* BEGIN *
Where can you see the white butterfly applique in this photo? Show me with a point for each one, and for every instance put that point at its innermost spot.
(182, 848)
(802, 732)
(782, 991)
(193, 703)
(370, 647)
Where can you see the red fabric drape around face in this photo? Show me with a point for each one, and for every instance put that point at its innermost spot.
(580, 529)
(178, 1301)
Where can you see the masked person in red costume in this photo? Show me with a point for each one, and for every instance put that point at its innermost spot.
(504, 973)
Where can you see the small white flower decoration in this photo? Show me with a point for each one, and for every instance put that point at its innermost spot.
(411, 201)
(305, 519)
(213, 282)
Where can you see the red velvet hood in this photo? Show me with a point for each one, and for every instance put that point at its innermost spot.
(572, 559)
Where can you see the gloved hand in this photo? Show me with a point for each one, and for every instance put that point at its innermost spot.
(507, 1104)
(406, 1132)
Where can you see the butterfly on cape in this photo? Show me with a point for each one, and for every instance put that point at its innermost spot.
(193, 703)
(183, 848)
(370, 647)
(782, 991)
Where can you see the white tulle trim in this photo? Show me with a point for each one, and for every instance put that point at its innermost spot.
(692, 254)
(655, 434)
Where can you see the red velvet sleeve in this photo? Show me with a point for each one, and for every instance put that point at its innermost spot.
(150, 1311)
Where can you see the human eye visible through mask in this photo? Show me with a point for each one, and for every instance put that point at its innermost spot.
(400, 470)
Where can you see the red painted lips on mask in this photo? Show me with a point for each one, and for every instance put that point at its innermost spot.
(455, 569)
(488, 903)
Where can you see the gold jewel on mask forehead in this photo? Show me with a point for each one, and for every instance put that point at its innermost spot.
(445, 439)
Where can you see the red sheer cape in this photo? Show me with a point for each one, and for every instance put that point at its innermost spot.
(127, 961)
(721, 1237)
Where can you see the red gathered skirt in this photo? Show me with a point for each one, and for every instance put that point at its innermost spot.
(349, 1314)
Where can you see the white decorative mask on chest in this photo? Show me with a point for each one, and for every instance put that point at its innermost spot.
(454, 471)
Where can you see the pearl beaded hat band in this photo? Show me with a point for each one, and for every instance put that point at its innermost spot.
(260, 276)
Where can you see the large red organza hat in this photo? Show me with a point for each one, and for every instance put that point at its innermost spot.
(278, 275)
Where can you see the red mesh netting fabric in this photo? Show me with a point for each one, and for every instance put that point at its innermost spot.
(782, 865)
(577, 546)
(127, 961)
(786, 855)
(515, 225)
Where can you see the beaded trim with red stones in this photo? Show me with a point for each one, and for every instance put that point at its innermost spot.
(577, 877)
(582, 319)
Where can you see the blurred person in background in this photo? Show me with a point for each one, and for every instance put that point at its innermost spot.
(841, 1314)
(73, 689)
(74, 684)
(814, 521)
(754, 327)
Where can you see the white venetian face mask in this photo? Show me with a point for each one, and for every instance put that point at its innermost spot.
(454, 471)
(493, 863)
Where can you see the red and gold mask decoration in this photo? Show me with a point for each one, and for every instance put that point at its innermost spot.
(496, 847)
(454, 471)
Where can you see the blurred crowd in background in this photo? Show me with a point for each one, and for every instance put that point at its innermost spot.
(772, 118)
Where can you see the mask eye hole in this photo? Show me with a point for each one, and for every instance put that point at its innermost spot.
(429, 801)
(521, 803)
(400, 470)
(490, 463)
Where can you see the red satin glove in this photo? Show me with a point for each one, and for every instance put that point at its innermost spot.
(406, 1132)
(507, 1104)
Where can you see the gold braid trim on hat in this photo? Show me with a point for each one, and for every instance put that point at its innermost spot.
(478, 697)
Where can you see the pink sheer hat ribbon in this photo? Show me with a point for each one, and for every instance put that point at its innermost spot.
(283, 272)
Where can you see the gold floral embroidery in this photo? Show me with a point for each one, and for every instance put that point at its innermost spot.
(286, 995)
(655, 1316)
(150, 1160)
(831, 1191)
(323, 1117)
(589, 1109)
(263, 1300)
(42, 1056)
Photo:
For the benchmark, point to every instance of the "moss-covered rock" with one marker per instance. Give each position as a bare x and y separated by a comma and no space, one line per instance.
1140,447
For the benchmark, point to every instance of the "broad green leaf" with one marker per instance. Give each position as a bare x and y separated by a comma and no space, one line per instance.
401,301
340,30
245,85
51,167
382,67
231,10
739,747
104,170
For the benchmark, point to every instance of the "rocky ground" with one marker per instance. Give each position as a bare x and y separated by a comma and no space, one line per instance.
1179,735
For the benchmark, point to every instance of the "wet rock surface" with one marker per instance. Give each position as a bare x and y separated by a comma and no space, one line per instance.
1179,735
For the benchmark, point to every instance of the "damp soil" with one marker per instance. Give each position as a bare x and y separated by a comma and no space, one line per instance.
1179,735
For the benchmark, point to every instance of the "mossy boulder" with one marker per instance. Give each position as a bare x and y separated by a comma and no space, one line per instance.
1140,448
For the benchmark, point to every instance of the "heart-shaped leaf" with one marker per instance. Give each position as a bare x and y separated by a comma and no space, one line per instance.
* END *
Reproduce the entire listing above line for line, with no changes.

Where can you see the white butterfly applique in this photo? Show me with a point for each one, and for every instance put that point at its innermost spot.
(182, 848)
(802, 732)
(782, 991)
(193, 703)
(370, 647)
Where can you see the red fabric drape around face in this photo? Show me with a point for each one, and for every instance put that point at its innermost spot.
(580, 529)
(178, 1301)
Where can you see the masked person in red costume in this photo? Show me with a point for each one, and for every instance put that point at its innermost spot.
(504, 973)
Where can you see the small white flower decoration in this photo? Show me with a point for each one, and for every instance put that point at its innermost spot.
(411, 201)
(305, 519)
(213, 282)
Where can you see the red velvet hood in this photo? Show me with a point for each one, and for every instance put that point at its innermost spot.
(572, 559)
Where can you see the gloved hand in this photo? Show me with a point for each one, and for every instance put that point at its innermost spot.
(507, 1104)
(406, 1132)
Where can you see the butterfly on cape in this photo? Show me with a point for each one, and for every instance put that point at its innermost spot.
(193, 703)
(183, 848)
(370, 647)
(782, 991)
Where can you see the white tulle trim in this photo? Show me with a point for each one, and for every instance put that point at its innermost spot.
(692, 254)
(655, 434)
Where can you see the red velvet sleeve in this photo? Show me with a point for each one, and for every instance put that point at its innermost spot.
(150, 1311)
Where can you see the human eye visible through mask in this photo? Show me with a point for each one, and for every instance put that point at its innermost spot.
(400, 470)
Where can you see the red painted lips on mask in this photo? Show me with a point for each one, and for every instance put that point at its innermost spot.
(455, 569)
(488, 903)
Where can you see the gold jewel on mask forehead in this photo? Show me with a point for each one, and for every instance put that point at its innermost spot.
(445, 439)
Where can you see the red sheer cape in this photo? Show me with a point for each one, and for every instance put that point at its innermost spot.
(127, 961)
(721, 1237)
Where can you see the red gathered skirt in this photo? Show me with a point for each one, and for every instance put that point at its innermost spot.
(349, 1314)
Where can you see the white decorative mask on chest in this photo? Show me with a point for each one, and for every instance put that point at its innermost spot.
(454, 471)
Where can you see the pearl beaded hat band in this photo? Show me with a point for each one, and for every instance put that point at its innermost spot.
(260, 276)
Where can you see the large red organza hat in this photo? Show me with a point for each one, and for every instance put that point at its innermost spot.
(278, 275)
Where can you see the red mesh netting fabric in this photo? Show me with a point for each one, and for every instance put that point at its innermost spot.
(782, 865)
(577, 546)
(127, 961)
(786, 855)
(515, 225)
Where can you see the beaded trim with red stones in this photo? Show me with a point for each one, and for every instance put that point at its innermost spot.
(577, 877)
(582, 319)
Where can you see the blurred person in background in this photo? Show me with a point for each one, and for every instance put that point at its innermost spot.
(841, 1314)
(73, 689)
(74, 684)
(814, 521)
(754, 327)
Where can you see the white venetian face mask in this photo? Show me with a point for each one, and for every instance put that point at its innermost spot.
(454, 471)
(493, 863)
Where can you see the red and gold mask decoration in this photo? Show me with a point for each one, and for every instance put that point at its innermost spot.
(496, 847)
(454, 471)
Where can you see the blurred crowd in background in this photo? Show me with a point for each one, and for every instance put that point at its innermost spot.
(772, 118)
Where can you see the mask eye hole in this photo? Show me with a point for each one, and for every instance put that point at its innermost spot.
(429, 801)
(521, 803)
(400, 470)
(490, 463)
Where can you see the red satin glove in this photo? Show me with a point for each one, and for every instance put that point at its innermost spot.
(406, 1132)
(507, 1104)
Where can you see the gold braid trim on hat in this photo? Show me with a point for each one, and for every instance put that point at its innermost spot.
(478, 697)
Where can you see the pink sheer hat ribbon in this photo? Show me with a point for each one, and for every instance put that point at its innermost spot.
(283, 272)
Where can you see the gold floral embroidery in this photo? Show me with a point for each one, and for every instance put that point at its innermost spot.
(286, 995)
(655, 1316)
(150, 1160)
(831, 1191)
(323, 1117)
(589, 1109)
(263, 1300)
(42, 1056)
Photo:
For the benchmark, point to every instance of the "moss-covered rock" with one marker per instance. Give each position as a bare x and y separated by a comma and no space, one line per instance.
1140,447
For the benchmark, point to every instance of the "broad green leaf" with one marker per instance. Give each position as a bare x and y separated by a comma and no space, one line per instance.
401,301
340,30
245,85
51,167
382,67
231,10
739,747
104,170
For the benchmark, point to every instance of the "rocky ground" with one marker per instance. Give each position as a bare x and y separated by a comma and no space, one line per instance.
1179,735
For the benchmark, point to every instance of the "wet rock surface" with one marker per instance. Give each position as a bare x and y separated by a comma and no space, one line per instance.
1179,735
For the benchmark, point to every instance of the "damp soil" with one marker per instance. Give each position as a bare x and y separated by a comma and no space, one line per instance.
1179,735
For the benchmark, point to every instance of the "mossy boulder" with one marker per instance. Give each position as a bare x and y separated by a comma and no space, one line per instance.
1140,448
For the benchmark, point to every instance of the "heart-shaped leaf" with one marker per instance. Give each position as a bare x and y separated by a comma and no space, one line per instance.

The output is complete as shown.